Another account said all other accounts are fake and inadvertently spilled the tea by saying “Every one [sic] is making these account [sic] for followers.”
Another account used the same blueprint of offering donations, but used the flag of Sudan as its profile image and included a link to the Sudan Knowledge website.
Another account calling itself Sudan Meal Foundation followed the same blueprint but used a different color scheme and a different image.
I also found a “care_for_sudan” account promoting itself on one of the copycat Sudan Meal Project accounts.
Unlike the Sudan Meal Project accounts, the “care_for_sudan” account linked to a GoFundMe page that claimed funds are needed to help send missionaries to Sudan. This fundraiser has not been verified and I do not know if the fundraiser itself was put together by the Instagram account owner, or was just merely an effort to seem legitimate. The account still promoted the Sudan Meal Project message along with a “1 Share = 1 Meal” message.
I found another Instagram account that followed the Sudan Meal Project blueprint, but took it a step further by adding a PayPal link on its profile, in an effort to scam users out of money, not just a follow.
Another account offering to “Help Sudan” said it would donate $10 for every repost received to charities helping in Sudan.
Sudan Awareness Accounts
While investigating the Sudan Meal Project copycats, I discovered another account called “sudanawarenesshelp” that appeared to have run its course, as it had no posts, but managed to amass 245,000 followers over an unknown period of time. It is possible this account preceded or was operating at the same time as the Sudan Meal Project account.
There are other Sudan Awareness accounts, some that follow a similar approach to the Sudan Meal Project’s message. It’s possible that the negative association with Sudan Meal Project may have prompted some of the scammers to change their messaging.

#### Records shown

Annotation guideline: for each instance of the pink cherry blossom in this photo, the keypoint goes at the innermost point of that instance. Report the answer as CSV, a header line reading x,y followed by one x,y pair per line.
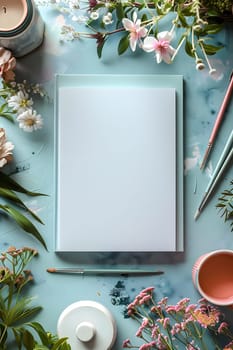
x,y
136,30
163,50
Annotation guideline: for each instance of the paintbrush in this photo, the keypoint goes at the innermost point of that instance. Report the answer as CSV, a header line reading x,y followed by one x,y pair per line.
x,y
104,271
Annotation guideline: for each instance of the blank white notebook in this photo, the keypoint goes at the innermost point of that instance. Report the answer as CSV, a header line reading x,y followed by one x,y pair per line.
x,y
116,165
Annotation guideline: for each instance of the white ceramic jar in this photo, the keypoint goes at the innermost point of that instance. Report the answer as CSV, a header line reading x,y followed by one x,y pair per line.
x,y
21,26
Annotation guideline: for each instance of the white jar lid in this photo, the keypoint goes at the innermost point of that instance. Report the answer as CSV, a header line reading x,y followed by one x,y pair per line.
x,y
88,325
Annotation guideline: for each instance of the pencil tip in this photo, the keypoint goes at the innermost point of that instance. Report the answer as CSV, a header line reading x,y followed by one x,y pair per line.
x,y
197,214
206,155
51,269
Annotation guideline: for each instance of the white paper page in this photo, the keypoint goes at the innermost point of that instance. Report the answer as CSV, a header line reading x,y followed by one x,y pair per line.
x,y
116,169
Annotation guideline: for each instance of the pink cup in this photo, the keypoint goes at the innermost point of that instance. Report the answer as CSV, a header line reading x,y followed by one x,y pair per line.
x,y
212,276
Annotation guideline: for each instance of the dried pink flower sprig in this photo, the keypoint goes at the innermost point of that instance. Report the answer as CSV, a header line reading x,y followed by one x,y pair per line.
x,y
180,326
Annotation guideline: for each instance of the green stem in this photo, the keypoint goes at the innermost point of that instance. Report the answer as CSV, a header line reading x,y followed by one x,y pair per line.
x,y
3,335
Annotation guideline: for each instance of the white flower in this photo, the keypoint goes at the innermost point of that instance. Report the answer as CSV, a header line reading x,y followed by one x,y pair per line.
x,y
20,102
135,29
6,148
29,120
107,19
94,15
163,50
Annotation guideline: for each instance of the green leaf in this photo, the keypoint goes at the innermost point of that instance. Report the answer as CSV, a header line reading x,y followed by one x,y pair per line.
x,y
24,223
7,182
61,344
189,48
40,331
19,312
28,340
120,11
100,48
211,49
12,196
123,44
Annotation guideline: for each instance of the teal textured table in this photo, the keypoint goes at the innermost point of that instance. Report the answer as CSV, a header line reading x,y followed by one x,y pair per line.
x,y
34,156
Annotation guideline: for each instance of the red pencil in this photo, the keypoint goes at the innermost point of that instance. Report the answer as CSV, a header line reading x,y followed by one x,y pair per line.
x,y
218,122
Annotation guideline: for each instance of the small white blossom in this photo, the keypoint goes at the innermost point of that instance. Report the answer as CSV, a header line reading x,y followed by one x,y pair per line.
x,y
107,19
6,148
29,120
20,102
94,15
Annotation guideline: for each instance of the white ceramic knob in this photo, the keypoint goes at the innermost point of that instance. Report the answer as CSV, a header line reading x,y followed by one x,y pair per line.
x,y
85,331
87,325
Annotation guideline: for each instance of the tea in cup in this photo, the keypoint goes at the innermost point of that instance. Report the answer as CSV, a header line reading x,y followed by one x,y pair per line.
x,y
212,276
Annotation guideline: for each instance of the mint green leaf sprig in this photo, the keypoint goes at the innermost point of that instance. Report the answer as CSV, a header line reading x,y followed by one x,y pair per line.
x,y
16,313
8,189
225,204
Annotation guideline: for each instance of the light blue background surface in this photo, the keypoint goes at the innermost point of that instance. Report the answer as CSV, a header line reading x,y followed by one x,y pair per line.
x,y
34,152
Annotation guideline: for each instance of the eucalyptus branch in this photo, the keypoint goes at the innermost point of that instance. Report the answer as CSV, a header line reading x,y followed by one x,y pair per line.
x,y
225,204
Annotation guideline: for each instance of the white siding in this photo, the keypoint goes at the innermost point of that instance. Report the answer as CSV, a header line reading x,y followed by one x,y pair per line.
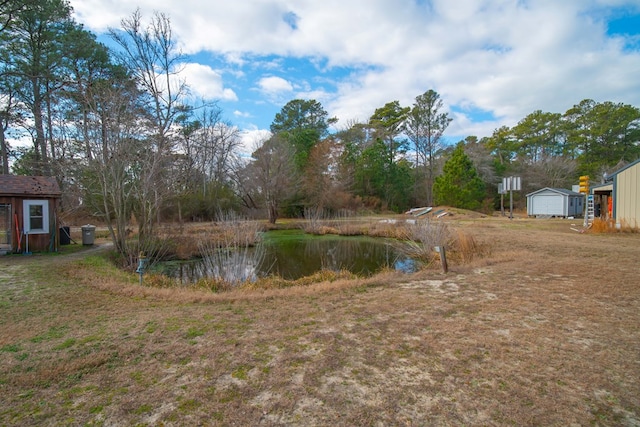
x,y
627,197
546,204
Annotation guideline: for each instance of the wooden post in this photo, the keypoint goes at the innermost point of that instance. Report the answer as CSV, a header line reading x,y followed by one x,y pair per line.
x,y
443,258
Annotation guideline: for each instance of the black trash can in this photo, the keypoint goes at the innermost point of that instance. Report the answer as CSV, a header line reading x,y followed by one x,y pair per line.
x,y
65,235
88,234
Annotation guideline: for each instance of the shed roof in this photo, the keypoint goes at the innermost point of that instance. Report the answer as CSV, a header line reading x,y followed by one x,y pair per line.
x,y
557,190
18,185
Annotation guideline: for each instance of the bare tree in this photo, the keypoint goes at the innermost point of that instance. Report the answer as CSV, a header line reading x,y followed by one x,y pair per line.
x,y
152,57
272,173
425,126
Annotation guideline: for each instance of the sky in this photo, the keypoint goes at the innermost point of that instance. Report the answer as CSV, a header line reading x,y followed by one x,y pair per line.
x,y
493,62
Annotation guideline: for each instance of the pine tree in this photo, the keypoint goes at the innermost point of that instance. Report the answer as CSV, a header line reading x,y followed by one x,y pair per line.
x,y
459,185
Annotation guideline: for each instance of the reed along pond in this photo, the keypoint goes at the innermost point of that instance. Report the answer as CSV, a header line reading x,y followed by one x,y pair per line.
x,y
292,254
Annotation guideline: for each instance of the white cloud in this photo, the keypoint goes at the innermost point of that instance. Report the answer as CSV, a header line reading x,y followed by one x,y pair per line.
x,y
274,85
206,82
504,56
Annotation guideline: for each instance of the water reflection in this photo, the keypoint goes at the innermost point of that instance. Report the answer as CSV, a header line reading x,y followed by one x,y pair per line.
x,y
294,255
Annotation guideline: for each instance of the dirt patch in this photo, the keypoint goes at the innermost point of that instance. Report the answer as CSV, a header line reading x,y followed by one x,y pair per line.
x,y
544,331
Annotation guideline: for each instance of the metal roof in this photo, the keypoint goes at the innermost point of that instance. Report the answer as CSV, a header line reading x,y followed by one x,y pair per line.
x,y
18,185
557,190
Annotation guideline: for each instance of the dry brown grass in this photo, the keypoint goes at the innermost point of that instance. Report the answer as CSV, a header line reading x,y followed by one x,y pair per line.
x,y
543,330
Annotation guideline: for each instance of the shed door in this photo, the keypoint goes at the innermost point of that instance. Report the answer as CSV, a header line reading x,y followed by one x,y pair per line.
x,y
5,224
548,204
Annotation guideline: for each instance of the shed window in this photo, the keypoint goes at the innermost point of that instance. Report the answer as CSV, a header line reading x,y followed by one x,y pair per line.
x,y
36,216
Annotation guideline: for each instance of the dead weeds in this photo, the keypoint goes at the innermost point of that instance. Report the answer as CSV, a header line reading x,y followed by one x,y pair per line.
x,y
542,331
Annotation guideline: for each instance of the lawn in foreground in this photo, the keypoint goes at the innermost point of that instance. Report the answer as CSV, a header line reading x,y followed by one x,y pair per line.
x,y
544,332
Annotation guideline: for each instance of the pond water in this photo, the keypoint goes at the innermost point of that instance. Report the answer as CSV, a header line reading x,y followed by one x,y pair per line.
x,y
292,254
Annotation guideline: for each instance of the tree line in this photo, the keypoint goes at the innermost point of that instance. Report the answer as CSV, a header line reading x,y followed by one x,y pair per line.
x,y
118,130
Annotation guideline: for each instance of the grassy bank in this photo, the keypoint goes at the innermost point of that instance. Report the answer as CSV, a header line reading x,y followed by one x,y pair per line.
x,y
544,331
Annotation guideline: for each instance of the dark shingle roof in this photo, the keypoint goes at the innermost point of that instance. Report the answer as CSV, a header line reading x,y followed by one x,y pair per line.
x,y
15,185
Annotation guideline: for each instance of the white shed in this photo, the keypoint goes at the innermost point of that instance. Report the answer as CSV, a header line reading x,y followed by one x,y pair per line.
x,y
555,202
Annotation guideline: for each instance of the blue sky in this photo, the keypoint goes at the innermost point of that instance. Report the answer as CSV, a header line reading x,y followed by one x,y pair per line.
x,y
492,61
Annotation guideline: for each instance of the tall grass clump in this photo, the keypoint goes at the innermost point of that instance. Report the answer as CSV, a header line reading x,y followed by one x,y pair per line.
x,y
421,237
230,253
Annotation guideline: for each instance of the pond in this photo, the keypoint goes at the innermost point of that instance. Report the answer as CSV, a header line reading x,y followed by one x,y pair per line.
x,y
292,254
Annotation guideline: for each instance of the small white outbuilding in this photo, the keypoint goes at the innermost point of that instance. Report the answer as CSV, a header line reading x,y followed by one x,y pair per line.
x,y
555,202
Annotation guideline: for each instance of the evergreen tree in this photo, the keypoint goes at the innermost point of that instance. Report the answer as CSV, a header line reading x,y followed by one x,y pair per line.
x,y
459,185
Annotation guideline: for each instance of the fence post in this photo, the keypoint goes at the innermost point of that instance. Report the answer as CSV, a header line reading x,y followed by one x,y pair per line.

#### Written tasks
• 1. Can you update the write-up on Sudan Meal Project copycats from "I found another" to "helping in Sudan.", putting "Venmo" in place of "PayPal"?
• 2. Could you write the next part of the write-up on Sudan Meal Project copycats, picking up after its final sentence?

#### Answers given
• 1.
I found another Instagram account that followed the Sudan Meal Project blueprint, but took it a step further by adding a Venmo link on its profile, in an effort to scam users out of money, not just a follow.
Another account offering to “Help Sudan” said it would donate $10 for every repost received to charities helping in Sudan.

• 2.
The Sudan Awareness Project claimed for every story repost, it would donate $1 USD to the Sudanese Relief Fund, which references the Sudan Relief Fund, a 501(c)(3) nonprofit organization that has been around for over two decades.
Another account called “blue.sudan.official,” which has over 1,000 followers, itself claimed to be a 501c3 and is associated with the website sudanawareness.org. I can confirm this website does not exist.
Pivoting Away From Sudan Meal Project and Awareness Accounts
The end goal behind these Sudan Meal Project and Sudan Awareness accounts is simple: amass enough followers to ultimately perform an account pivot. This means the account owners change the username, full name, profile image and posts. This can be done either from scratch with no followers, or by taking an existing account and trying to increase its existing follower counts by trying to masquerade as a Sudan Meal Project type of account before pivoting back to the original account. A pivoted account is valuable because it has amassed more followers, and while not every account gains thousands of followers, to some, even a modest increase of hundreds of followers helps them increase their audience. Operators of an account that is able to gain thousands of followers can pivot the account for themselves or put it up for sale on an underground forum, where it can be sold to someone who needs an Instagram account with a built-in following.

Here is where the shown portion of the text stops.